-- RECORDS PROVIDED --
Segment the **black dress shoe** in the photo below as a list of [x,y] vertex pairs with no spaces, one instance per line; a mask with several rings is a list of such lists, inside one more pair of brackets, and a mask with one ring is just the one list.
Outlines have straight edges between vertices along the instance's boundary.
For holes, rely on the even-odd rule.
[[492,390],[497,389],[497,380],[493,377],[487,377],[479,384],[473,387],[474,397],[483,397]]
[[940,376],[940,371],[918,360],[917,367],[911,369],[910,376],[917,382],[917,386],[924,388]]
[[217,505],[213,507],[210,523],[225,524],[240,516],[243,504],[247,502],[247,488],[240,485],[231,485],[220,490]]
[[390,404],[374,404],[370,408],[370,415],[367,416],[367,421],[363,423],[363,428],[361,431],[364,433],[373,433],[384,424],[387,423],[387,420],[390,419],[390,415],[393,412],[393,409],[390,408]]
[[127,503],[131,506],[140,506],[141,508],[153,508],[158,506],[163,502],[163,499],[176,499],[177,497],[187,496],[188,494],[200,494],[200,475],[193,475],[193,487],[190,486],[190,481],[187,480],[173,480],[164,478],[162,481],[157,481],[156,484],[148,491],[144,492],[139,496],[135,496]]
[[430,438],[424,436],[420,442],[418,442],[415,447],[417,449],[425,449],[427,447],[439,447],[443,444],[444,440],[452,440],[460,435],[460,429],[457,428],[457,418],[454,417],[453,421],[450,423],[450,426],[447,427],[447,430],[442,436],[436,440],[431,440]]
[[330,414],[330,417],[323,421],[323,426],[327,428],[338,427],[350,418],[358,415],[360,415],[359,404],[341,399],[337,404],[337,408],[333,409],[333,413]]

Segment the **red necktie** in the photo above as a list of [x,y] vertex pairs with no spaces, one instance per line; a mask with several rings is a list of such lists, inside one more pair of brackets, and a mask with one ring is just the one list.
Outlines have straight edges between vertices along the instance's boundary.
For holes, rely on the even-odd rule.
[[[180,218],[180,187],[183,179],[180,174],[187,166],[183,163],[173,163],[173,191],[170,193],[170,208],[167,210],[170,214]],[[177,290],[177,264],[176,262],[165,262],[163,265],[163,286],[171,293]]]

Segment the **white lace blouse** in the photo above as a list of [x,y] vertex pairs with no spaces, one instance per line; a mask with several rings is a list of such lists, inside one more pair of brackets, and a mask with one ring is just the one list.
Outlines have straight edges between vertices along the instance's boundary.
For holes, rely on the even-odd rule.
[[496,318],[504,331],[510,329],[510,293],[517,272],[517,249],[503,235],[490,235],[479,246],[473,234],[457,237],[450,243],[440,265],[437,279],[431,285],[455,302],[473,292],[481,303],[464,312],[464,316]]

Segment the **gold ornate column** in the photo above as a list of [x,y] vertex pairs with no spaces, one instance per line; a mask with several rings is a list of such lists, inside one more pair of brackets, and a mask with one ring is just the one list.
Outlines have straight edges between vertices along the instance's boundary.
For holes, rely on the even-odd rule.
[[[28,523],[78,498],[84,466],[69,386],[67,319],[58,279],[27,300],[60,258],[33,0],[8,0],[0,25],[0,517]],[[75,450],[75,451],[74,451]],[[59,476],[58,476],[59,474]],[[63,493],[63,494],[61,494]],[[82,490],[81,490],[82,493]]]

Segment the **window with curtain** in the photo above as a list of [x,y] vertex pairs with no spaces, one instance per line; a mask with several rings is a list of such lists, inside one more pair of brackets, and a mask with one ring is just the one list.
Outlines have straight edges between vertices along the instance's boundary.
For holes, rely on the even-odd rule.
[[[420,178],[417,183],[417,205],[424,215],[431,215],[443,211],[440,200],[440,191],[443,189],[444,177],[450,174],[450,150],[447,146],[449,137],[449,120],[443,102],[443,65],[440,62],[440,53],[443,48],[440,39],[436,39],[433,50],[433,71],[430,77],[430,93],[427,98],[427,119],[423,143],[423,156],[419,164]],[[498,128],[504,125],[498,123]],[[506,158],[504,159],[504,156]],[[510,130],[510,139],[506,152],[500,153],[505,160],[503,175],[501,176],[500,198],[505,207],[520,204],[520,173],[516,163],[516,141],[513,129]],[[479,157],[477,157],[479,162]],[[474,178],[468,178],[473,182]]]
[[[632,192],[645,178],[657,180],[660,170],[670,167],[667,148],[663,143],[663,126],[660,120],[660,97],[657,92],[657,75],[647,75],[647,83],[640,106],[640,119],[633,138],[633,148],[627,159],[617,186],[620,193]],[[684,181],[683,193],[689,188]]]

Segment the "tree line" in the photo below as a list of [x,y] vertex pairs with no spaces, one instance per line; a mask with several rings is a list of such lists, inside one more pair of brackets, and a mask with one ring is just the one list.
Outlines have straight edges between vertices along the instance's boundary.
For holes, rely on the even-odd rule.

-- SHORT TASK --
Return each line of the material above that contains the word "lists".

-- EXERCISE OUTPUT --
Segment the **black dress shoe** in the photo below as a list of [x,y] vertex pairs with no spaces, one instance per line; a mask with several rings is a list of such lists, inside one more pair of brackets, and a mask with one ring is just the one list.
Segment the **red necktie** in the photo above as a list of [x,y] vertex pairs with no spaces, one instance per line; a mask with several rings is a list of such lists, inside one more pair of brackets, and a mask with one ring is just the one list.
Segment the **white lace blouse** in the photo above as a list of [x,y] vertex pairs with no spaces, one instance per line; a mask with several rings is a list of such lists, inside one more pair of brackets, and a mask with one ring is just the one list.
Segment the **gold ornate column** in the photo above as a list of [x,y] vertex pairs with no spaces, one instance per line; a mask with several rings is a list of such lists, inside one more pair of brackets, and a mask with one ring is just the one list.
Segment the **window with curtain** in the photo above as a list of [x,y] vertex pairs with no spaces, one instance per line; a mask with several rings is a list of such lists, inside one more pair of brackets, and a mask with one ring is just the one list.
Segment the "tree line" in the photo below as a list of [x,y] vertex pairs with no spaces, one instance per line; a mask with several rings is a list of such lists, inside one more pair of brackets, and a mask with one ring is just the one list.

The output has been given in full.